[Begin]

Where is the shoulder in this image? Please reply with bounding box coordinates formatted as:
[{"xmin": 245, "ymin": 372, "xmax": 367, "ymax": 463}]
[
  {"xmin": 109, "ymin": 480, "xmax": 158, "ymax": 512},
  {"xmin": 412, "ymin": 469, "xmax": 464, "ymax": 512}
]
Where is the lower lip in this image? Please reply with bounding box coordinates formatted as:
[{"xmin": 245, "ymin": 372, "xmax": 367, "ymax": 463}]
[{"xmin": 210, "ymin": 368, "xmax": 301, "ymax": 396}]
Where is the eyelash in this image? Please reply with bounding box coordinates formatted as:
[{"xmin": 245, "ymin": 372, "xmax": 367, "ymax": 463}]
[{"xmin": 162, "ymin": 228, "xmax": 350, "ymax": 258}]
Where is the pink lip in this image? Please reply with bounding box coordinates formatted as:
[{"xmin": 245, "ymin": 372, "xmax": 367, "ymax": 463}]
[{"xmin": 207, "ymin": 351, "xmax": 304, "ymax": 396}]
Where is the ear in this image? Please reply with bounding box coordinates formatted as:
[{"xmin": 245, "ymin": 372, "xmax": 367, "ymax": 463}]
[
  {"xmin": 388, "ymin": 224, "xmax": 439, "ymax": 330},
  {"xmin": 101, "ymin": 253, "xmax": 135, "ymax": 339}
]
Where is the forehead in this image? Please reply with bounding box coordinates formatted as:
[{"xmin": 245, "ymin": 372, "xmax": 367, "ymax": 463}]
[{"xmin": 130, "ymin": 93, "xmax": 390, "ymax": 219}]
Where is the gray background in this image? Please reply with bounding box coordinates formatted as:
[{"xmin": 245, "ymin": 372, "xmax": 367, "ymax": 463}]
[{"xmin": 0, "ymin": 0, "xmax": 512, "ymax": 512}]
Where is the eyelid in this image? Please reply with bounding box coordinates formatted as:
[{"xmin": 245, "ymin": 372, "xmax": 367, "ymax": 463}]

[End]

**What to produce**
Rewrite all the records above, putting "Please respond" wherever "Please reply" appears and leaving everything else unchanged.

**Exercise result**
Where is the shoulder in this image? Please respond with bounding box coordinates formatted as:
[{"xmin": 245, "ymin": 372, "xmax": 367, "ymax": 463}]
[
  {"xmin": 109, "ymin": 480, "xmax": 158, "ymax": 512},
  {"xmin": 412, "ymin": 469, "xmax": 464, "ymax": 512}
]
Where is the lower lip in this image? Please respond with bounding box coordinates formatted as:
[{"xmin": 245, "ymin": 372, "xmax": 367, "ymax": 463}]
[{"xmin": 210, "ymin": 368, "xmax": 301, "ymax": 396}]
Where is the eyelash in this image? Please respond with bounding box coordinates formatted as:
[{"xmin": 245, "ymin": 372, "xmax": 367, "ymax": 463}]
[{"xmin": 162, "ymin": 228, "xmax": 350, "ymax": 258}]
Where is the pink lip in this image? Please respond with bounding box coordinates formatted as:
[{"xmin": 245, "ymin": 372, "xmax": 367, "ymax": 463}]
[{"xmin": 207, "ymin": 351, "xmax": 304, "ymax": 396}]
Where is the ear in this image? Please respond with bounding box coordinates formatted as:
[{"xmin": 245, "ymin": 372, "xmax": 367, "ymax": 463}]
[
  {"xmin": 388, "ymin": 224, "xmax": 439, "ymax": 330},
  {"xmin": 101, "ymin": 253, "xmax": 135, "ymax": 339}
]
Where is the forehead in this image? Please respond with bounding box coordinates formatted as:
[{"xmin": 245, "ymin": 372, "xmax": 367, "ymax": 463}]
[{"xmin": 130, "ymin": 93, "xmax": 390, "ymax": 219}]
Where is the gray background in this image? Please respond with bounding box coordinates formatted as:
[{"xmin": 245, "ymin": 372, "xmax": 367, "ymax": 463}]
[{"xmin": 0, "ymin": 0, "xmax": 512, "ymax": 512}]
Where is the eyelid in this image? Please respond with bounding box coordinates formatted as:
[{"xmin": 245, "ymin": 372, "xmax": 367, "ymax": 463}]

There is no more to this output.